Excerpt from a dataset:
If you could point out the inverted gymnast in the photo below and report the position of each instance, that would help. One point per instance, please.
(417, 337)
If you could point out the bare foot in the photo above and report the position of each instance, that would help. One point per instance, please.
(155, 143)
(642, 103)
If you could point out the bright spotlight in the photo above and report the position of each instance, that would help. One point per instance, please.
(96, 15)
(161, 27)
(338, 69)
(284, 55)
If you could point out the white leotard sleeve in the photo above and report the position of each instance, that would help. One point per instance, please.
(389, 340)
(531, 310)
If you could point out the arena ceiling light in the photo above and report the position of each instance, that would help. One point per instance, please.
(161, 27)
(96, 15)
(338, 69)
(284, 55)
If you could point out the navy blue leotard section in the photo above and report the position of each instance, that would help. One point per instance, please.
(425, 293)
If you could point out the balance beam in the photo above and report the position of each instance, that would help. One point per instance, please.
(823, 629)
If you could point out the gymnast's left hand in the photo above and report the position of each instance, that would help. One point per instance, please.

* * *

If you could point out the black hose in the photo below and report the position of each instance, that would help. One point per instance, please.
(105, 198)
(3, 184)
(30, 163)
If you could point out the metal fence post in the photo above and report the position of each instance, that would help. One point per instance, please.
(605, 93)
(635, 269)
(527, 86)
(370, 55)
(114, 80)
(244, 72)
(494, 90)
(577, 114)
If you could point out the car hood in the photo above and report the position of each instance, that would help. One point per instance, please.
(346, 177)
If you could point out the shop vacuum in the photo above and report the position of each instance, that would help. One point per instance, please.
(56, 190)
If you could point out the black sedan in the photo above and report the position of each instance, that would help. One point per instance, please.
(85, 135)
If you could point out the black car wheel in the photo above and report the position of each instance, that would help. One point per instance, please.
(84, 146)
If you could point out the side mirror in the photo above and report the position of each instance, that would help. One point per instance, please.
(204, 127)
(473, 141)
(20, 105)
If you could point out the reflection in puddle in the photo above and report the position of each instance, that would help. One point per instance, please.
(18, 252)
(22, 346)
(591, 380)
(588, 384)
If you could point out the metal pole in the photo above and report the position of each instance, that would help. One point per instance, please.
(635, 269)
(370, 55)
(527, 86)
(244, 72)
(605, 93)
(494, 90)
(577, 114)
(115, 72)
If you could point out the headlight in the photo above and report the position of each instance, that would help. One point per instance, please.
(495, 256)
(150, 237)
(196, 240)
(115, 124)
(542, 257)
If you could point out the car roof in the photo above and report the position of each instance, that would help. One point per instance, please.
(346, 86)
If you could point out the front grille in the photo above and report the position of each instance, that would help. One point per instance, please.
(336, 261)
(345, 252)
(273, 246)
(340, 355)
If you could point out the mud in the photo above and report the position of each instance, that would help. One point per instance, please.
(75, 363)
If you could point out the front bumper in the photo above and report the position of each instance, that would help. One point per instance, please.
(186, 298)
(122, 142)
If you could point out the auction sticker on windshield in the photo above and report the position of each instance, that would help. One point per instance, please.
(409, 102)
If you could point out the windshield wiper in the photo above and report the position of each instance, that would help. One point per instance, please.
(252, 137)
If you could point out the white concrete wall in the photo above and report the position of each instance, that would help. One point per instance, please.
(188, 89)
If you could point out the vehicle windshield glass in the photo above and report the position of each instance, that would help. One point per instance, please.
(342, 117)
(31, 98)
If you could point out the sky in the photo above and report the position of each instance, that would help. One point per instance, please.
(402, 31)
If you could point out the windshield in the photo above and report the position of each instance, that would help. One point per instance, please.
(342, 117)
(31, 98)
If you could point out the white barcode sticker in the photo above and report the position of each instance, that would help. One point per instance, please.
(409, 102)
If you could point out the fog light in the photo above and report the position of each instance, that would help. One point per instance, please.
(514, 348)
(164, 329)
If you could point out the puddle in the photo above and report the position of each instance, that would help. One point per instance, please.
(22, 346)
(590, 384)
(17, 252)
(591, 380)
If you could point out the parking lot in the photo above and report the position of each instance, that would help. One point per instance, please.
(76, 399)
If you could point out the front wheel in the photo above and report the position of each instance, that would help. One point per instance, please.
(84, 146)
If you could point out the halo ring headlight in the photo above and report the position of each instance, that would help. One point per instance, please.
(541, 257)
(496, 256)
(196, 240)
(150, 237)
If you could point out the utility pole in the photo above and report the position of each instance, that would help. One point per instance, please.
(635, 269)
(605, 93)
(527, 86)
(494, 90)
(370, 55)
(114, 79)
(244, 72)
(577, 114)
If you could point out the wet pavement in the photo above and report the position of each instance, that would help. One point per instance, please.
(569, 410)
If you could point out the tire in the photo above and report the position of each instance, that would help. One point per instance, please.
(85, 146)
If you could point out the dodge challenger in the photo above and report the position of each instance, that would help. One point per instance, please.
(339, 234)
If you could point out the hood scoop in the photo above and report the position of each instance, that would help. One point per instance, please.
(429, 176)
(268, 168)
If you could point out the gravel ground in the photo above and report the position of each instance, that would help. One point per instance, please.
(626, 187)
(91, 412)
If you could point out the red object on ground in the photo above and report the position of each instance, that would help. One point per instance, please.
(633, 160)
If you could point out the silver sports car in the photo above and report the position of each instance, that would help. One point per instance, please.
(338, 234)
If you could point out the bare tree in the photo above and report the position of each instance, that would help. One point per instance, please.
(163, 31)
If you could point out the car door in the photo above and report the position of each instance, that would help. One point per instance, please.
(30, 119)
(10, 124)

---

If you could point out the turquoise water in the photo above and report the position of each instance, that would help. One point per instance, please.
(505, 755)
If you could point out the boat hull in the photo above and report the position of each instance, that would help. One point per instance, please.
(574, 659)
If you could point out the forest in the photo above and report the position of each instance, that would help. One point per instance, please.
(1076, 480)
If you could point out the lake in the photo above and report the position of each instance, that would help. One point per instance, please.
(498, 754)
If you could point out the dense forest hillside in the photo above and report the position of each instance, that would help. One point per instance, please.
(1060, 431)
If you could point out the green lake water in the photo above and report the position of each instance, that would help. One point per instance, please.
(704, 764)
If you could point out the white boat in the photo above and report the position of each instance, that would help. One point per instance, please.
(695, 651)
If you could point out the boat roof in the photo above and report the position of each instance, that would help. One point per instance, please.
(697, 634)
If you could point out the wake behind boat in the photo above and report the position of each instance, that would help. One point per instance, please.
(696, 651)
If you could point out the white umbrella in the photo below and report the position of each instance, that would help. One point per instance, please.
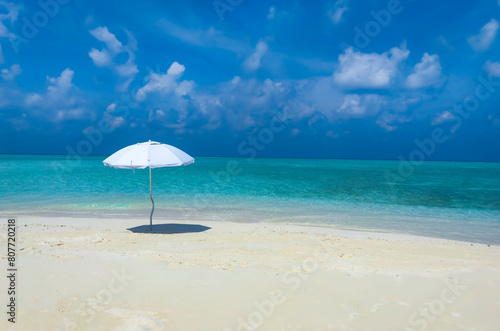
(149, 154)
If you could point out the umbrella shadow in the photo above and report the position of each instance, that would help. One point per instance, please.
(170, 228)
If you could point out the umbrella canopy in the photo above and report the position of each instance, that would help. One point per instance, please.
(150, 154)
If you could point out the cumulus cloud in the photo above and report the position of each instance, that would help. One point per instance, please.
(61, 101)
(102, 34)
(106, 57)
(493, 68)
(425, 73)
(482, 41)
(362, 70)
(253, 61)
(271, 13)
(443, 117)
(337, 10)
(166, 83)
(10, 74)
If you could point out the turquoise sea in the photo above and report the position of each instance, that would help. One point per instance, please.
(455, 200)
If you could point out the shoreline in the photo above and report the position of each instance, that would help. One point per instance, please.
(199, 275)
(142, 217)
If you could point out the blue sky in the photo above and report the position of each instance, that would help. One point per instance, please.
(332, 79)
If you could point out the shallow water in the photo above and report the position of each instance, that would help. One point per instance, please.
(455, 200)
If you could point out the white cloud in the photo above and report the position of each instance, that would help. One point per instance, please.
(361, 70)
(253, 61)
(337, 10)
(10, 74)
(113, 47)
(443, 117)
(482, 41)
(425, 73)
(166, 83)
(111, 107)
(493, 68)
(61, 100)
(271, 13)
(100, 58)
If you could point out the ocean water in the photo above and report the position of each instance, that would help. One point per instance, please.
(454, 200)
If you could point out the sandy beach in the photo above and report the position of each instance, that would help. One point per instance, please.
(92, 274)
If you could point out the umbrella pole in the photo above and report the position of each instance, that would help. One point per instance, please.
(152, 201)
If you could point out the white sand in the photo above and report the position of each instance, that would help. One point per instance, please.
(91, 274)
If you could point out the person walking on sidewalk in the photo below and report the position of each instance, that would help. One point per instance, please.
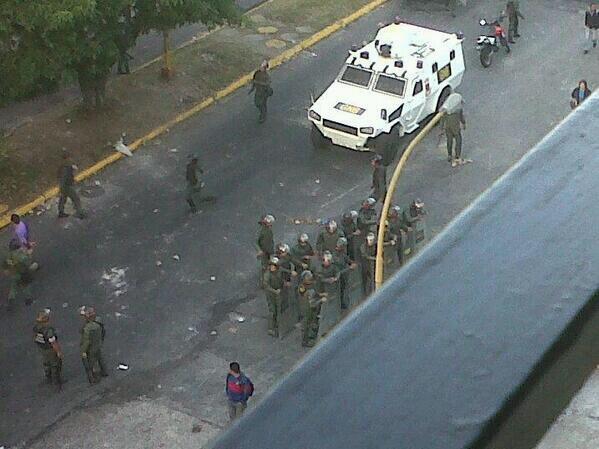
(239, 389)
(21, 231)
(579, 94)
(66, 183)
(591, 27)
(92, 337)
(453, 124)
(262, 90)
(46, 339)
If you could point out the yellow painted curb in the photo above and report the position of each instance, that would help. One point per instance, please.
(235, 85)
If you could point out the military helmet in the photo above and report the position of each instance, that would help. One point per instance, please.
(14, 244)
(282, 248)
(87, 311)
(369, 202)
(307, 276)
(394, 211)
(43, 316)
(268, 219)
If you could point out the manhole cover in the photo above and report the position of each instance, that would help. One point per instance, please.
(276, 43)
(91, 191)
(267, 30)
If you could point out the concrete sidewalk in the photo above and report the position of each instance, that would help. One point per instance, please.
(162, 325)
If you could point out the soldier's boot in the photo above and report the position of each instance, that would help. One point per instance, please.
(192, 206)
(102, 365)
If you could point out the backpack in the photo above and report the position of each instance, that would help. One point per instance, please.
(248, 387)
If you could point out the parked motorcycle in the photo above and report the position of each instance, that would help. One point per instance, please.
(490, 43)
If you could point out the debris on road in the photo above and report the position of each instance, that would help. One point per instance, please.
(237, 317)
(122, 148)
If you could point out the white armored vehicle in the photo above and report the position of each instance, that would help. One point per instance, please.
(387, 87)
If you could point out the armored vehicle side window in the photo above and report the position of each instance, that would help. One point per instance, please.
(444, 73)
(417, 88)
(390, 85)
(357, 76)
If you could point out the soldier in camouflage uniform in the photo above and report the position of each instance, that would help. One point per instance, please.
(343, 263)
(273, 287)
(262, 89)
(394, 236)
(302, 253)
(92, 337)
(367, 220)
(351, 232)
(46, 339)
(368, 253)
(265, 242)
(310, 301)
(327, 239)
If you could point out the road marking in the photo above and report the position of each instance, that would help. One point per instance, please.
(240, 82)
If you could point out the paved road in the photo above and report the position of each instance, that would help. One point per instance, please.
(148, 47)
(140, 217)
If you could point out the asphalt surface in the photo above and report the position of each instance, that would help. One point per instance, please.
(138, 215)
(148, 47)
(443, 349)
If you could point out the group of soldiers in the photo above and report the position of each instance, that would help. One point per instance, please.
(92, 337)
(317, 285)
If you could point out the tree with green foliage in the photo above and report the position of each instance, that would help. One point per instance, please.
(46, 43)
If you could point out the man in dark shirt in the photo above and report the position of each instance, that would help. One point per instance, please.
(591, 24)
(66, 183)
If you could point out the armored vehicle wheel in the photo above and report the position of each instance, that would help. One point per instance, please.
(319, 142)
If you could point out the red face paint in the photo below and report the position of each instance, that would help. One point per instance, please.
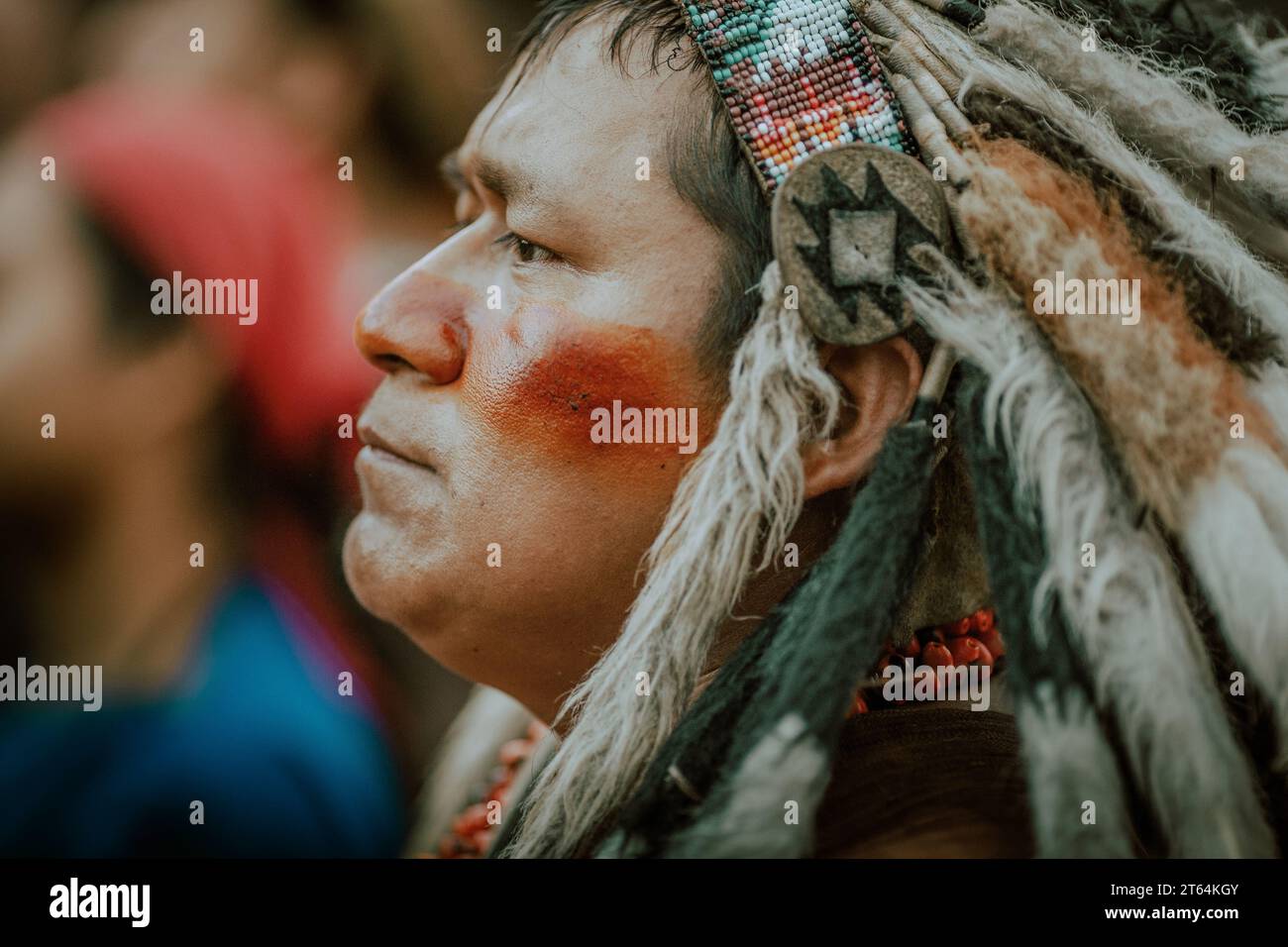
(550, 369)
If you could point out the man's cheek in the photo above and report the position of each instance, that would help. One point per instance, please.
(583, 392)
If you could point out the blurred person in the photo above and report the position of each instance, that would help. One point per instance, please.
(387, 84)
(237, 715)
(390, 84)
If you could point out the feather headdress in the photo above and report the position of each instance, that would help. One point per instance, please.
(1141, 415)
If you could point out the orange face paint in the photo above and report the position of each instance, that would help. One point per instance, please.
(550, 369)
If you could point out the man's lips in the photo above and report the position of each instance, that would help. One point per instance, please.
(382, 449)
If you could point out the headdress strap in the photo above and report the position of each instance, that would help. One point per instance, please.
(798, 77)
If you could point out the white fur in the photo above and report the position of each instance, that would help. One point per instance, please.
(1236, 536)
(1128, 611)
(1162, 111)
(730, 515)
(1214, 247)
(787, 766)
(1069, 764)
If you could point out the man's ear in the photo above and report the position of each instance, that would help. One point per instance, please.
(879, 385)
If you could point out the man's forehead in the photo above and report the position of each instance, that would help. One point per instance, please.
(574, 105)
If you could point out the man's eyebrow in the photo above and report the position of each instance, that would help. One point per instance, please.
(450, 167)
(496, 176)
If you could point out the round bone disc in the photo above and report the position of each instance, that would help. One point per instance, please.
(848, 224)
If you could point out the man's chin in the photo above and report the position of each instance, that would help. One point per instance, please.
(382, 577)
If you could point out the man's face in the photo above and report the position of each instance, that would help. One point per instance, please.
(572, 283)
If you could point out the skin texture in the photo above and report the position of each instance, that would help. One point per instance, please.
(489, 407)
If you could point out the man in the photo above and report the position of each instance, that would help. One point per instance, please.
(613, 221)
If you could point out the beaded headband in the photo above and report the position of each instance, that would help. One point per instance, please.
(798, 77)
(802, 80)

_Work required:_ Reproduce verbatim the rows beginning with the line that contains "If you could point out the lake" and ending with the line that contains "(1060, 431)", both included.

_Complete answer:_
If you could point out the lake in the photo above and report the position of each instance, that would help. One point per instance, please.
(498, 754)
If you could point out the dense forest hillside in the photo above and report the position of each instance, that would help. One point per instance, please.
(1060, 431)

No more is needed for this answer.